Records for this exercise:
* * * * * * * * *

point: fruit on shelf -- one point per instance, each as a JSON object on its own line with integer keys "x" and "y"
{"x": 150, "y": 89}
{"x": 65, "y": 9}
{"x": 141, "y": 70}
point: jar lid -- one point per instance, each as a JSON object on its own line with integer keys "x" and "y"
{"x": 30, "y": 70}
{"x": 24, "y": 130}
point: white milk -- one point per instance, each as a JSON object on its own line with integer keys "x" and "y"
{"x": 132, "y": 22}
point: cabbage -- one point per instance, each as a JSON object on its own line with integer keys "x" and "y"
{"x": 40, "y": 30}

* * * * * * * * *

Reproduce every line of the material above exactly.

Complete response:
point: fruit on shelf -- one point per instance, each as a JSON object on its own line with integer keys "x" and "y"
{"x": 150, "y": 89}
{"x": 65, "y": 9}
{"x": 141, "y": 70}
point: jar lid -- one point per instance, each as a JSON object on its own line with integer keys "x" and "y"
{"x": 30, "y": 70}
{"x": 24, "y": 130}
point: white milk -- one point per instance, each as a JSON object on its own line with integer keys "x" and "y"
{"x": 132, "y": 22}
point: cabbage -- one point per instance, each as a JSON object on its own line with integer keys "x" and "y"
{"x": 40, "y": 30}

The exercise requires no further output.